* _WRITTEN TASK_: Return only the line that contains "If you could drop a marker on the subway" and each line after it, through the last line of the data below, copied exactly.

* _TASK MATERIAL_:
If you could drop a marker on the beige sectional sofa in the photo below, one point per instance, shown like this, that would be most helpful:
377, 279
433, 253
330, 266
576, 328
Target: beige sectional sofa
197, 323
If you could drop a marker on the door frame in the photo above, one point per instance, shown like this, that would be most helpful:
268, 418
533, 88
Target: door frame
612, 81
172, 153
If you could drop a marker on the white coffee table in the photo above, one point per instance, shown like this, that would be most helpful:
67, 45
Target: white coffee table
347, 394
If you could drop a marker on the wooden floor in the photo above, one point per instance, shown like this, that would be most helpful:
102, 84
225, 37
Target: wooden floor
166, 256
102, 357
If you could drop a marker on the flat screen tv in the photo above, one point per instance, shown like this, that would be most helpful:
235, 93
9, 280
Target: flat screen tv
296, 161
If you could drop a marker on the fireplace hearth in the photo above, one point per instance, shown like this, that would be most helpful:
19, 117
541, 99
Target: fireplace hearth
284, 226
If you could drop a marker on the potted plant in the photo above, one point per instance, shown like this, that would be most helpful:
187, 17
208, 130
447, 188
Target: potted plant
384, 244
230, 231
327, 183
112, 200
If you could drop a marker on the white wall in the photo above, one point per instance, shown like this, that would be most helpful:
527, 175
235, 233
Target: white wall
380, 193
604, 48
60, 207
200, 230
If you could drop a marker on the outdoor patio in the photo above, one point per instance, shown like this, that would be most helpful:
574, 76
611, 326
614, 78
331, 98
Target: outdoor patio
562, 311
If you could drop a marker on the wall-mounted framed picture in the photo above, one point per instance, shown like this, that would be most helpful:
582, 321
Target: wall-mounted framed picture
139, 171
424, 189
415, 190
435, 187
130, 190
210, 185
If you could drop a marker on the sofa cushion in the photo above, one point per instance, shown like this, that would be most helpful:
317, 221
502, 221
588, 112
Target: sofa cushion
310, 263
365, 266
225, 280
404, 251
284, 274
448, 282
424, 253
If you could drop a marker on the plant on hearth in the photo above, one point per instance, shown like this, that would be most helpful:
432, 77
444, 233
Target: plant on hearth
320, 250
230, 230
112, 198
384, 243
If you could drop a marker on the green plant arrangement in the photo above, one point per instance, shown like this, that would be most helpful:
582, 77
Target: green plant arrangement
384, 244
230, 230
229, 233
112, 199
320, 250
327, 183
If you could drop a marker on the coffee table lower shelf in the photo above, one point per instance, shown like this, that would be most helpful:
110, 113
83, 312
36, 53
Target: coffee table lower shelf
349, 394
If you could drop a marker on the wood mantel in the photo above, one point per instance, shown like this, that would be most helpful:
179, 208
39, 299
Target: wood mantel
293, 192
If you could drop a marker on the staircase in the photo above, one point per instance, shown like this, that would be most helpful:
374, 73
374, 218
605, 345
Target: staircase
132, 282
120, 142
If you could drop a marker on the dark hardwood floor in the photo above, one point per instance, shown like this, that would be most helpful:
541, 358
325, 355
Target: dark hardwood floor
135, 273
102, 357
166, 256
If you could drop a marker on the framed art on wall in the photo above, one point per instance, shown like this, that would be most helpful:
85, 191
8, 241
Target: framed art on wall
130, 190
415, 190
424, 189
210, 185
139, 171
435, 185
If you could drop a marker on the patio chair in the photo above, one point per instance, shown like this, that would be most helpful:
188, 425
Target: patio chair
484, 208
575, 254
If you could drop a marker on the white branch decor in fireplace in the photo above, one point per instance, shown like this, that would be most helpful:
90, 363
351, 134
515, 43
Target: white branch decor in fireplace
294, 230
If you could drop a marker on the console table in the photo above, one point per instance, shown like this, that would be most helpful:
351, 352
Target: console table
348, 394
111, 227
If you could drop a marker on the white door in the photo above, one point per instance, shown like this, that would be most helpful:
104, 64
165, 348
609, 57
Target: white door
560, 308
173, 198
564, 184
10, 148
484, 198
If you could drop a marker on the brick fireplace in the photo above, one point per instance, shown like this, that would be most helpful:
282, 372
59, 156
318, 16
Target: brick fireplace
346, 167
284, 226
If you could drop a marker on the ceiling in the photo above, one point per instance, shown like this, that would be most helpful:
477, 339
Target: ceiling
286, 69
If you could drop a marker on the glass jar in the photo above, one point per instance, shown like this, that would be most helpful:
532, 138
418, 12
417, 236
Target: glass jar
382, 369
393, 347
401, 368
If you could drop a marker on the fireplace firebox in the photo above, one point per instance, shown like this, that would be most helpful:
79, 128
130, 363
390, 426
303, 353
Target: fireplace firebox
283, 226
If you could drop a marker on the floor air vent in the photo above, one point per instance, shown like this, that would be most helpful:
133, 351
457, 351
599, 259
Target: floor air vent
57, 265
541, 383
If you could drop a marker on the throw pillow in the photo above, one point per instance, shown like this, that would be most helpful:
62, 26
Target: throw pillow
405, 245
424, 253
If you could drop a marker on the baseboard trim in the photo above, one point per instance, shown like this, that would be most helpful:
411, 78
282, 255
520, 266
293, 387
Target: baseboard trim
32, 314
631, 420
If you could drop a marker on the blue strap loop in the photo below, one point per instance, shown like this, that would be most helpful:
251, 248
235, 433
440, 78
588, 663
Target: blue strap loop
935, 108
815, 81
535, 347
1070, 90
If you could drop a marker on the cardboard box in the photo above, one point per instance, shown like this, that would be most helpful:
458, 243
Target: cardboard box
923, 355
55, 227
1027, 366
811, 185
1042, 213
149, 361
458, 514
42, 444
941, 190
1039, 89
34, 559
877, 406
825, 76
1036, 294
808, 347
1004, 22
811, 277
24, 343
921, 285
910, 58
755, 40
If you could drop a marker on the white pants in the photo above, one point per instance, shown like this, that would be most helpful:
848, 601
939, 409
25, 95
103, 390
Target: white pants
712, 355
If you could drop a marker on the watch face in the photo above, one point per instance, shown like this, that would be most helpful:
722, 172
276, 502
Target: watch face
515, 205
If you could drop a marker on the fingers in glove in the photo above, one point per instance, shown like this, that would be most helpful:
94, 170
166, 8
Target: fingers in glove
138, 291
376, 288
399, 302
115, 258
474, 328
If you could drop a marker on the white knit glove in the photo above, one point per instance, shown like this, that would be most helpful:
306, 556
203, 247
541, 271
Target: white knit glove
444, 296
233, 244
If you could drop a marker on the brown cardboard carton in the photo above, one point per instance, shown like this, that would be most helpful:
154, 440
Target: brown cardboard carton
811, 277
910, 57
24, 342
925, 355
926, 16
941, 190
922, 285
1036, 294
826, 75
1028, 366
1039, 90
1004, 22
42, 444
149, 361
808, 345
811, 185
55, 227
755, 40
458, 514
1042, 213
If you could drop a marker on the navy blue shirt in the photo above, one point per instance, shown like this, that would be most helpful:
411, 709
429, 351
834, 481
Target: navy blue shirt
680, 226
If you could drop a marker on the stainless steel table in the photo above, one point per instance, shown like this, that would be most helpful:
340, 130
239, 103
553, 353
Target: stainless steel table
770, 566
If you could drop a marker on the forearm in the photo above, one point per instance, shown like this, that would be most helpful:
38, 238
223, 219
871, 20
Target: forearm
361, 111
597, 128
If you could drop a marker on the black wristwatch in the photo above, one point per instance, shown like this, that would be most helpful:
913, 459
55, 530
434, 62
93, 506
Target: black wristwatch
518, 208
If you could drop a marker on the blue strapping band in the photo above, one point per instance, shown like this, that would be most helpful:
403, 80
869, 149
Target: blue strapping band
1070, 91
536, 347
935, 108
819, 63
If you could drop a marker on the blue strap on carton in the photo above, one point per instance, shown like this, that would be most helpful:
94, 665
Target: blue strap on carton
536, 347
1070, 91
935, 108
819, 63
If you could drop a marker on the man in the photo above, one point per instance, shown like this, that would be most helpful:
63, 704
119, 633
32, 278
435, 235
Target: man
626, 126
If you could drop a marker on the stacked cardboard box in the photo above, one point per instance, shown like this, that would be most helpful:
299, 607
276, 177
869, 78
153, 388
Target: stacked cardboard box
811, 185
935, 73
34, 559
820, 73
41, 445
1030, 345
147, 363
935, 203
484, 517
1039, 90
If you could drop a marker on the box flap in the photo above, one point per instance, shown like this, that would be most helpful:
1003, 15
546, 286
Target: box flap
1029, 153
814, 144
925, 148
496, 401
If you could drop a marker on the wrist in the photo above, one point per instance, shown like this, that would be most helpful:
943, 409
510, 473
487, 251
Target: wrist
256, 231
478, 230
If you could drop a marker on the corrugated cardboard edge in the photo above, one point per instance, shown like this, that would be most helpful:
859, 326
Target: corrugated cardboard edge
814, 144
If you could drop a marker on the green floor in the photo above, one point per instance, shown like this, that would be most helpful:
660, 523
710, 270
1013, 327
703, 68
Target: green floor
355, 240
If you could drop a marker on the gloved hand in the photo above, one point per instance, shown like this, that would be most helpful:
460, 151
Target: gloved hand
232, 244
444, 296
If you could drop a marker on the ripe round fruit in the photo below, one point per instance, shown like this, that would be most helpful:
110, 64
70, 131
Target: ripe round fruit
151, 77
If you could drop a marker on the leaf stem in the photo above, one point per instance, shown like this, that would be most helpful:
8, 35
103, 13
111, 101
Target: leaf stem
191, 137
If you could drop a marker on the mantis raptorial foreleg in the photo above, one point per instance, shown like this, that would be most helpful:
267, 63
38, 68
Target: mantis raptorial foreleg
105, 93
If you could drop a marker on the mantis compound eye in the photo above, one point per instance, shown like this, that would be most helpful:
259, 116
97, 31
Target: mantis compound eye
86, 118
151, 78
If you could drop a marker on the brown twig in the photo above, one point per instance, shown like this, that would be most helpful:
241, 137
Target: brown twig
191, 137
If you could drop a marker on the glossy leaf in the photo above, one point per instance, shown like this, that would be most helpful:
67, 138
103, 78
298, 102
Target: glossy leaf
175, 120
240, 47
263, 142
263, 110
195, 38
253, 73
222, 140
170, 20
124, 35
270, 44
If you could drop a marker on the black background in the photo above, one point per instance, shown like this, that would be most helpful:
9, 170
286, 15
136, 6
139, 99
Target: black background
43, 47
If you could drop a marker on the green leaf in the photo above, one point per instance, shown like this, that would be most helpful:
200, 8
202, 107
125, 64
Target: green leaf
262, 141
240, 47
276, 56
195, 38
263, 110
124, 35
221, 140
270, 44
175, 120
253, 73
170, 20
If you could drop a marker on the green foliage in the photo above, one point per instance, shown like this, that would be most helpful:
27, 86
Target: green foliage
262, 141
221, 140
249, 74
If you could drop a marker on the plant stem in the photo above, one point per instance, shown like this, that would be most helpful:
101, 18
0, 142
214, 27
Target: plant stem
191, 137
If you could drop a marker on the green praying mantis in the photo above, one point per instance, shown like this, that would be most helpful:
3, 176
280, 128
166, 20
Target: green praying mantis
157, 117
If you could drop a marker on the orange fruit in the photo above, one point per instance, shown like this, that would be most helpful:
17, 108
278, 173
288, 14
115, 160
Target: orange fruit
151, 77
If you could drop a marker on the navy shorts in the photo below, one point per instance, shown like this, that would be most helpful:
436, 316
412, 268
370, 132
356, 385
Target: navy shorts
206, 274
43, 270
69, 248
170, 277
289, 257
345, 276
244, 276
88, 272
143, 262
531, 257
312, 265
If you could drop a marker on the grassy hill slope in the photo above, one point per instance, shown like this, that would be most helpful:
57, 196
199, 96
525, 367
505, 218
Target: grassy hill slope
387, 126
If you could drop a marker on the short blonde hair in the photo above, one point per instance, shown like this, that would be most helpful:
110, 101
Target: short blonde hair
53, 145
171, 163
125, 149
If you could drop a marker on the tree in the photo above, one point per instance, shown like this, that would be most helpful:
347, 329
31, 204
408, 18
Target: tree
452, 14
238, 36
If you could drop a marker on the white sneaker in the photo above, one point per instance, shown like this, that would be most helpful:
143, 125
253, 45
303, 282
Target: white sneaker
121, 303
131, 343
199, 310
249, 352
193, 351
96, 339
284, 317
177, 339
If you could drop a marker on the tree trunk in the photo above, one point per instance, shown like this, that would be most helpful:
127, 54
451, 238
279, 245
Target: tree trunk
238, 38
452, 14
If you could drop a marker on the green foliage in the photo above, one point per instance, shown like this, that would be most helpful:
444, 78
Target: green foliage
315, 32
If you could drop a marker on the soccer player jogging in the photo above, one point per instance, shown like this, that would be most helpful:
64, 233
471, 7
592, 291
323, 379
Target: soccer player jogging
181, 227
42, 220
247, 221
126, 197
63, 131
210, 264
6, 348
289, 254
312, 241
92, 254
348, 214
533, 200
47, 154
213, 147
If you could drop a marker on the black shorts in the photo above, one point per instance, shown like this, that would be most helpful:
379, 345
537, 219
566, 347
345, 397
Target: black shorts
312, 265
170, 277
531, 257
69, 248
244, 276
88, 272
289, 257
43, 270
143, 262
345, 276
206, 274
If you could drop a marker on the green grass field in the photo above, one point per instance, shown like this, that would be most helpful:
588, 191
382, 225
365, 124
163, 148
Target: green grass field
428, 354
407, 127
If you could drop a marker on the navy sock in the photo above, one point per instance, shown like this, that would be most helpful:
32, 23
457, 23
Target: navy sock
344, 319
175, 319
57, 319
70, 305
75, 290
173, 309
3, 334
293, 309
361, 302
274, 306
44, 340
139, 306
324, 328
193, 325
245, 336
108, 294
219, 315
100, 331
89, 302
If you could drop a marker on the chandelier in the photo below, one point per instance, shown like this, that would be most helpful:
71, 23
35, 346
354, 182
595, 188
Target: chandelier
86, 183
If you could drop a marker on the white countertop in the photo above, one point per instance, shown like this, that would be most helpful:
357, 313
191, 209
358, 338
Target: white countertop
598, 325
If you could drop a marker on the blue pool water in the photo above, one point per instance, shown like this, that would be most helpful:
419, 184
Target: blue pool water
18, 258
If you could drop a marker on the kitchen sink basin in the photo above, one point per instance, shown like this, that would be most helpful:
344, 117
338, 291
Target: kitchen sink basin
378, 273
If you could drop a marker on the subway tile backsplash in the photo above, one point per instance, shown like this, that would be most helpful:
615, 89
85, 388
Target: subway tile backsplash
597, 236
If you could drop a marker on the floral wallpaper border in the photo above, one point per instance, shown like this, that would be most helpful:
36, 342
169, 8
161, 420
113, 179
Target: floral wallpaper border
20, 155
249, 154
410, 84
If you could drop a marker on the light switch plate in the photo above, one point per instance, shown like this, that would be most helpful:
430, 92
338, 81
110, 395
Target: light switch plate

* _FULL SOLUTION_:
If you could drop a marker on the subway tile backsplash in the photo above, one point per instance, shown like this, that would be most helpful:
615, 89
85, 388
Target: subway tile backsplash
597, 236
If you could drop a marker on the floral wallpaper border in the photo above, one point per instance, shown like this, that would be most helpful:
36, 342
169, 8
161, 420
113, 179
Target: floral wallpaper border
20, 155
249, 154
410, 84
If you could drop a marker on the light switch plate in the photo above, one point per instance, shown like this, that would be most helpful:
430, 92
338, 81
110, 395
Target: light switch plate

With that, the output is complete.